• [YOUR GOAL]
Put the entries starting at the line that contains "Cross-reference task — this photo allegedly shows dense" and ending at the line that contains "[[0, 313, 1023, 404]]" into a two-column CSV with the columns entry_text and answer, one row per entry. Wrap each field in quotes and replace any line breaks with spaces.

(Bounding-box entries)
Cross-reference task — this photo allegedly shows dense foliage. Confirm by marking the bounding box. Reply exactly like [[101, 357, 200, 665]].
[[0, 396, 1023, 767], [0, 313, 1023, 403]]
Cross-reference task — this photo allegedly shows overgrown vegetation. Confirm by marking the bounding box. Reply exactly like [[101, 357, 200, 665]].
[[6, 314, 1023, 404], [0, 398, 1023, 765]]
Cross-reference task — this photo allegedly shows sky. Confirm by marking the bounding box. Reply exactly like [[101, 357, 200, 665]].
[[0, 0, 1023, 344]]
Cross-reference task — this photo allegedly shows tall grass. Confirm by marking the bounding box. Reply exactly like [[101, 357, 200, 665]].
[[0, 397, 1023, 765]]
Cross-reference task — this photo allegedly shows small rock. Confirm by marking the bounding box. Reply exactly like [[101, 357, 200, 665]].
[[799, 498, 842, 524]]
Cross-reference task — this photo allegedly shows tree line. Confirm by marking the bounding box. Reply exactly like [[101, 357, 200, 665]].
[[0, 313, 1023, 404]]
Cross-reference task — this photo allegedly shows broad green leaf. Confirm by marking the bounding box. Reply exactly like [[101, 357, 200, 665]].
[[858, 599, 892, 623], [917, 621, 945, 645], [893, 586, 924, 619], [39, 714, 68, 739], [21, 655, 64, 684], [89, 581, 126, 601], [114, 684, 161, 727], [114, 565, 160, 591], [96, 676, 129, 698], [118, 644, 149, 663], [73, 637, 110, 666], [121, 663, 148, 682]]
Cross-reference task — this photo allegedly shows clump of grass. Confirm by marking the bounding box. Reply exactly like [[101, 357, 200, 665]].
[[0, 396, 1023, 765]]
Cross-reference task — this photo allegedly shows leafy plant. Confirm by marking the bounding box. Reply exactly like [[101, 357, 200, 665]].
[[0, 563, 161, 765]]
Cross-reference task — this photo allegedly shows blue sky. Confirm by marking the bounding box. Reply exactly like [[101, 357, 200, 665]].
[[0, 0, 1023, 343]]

...

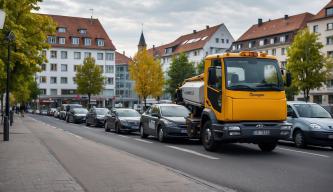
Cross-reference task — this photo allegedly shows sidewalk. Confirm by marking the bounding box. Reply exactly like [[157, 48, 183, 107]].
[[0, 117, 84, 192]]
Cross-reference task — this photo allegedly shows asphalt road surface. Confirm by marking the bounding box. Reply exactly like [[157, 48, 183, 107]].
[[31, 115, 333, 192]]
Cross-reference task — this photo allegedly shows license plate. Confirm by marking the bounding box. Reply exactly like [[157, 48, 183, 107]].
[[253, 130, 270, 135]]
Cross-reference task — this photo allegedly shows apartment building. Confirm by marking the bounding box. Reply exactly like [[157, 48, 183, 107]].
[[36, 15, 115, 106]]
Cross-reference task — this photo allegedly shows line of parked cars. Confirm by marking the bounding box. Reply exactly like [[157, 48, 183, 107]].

• [COMPLETED TASK]
entry_text,answer
"Cross-reference task — this photo allegedly shows dense foliage. Confirm by marking the bounding box. Reply exactly like [[101, 357, 200, 665]].","[[0, 396, 1023, 767], [0, 313, 1023, 403]]"
"Cross-reference task — this photo allegedly shows overgrown vegetation. Confirm by marking the bounding box. Reply exactly like [[101, 357, 200, 665]].","[[6, 314, 1023, 404], [0, 398, 1023, 765]]"
"Cross-reference task — this photo allegedly shows sky. Confirm by marking the bounding box. Reply exactly like [[101, 357, 200, 665]].","[[0, 0, 1023, 344]]"
"Cross-reference task — this photo allegedly shows tall grass. Confirm by marking the bounding box. Reply exactly like [[101, 357, 200, 665]].","[[0, 397, 1023, 765]]"
"Cross-reference task — this photo allegedly shows small rock. Confirm by marking the bounding box. Reply exactly like [[101, 357, 200, 665]].","[[799, 498, 842, 524]]"
"Cross-reference task — this photo allegedly shows tree line. Confirm by marking the bounding box. Reply exactly like [[101, 357, 200, 665]].","[[0, 313, 1023, 404]]"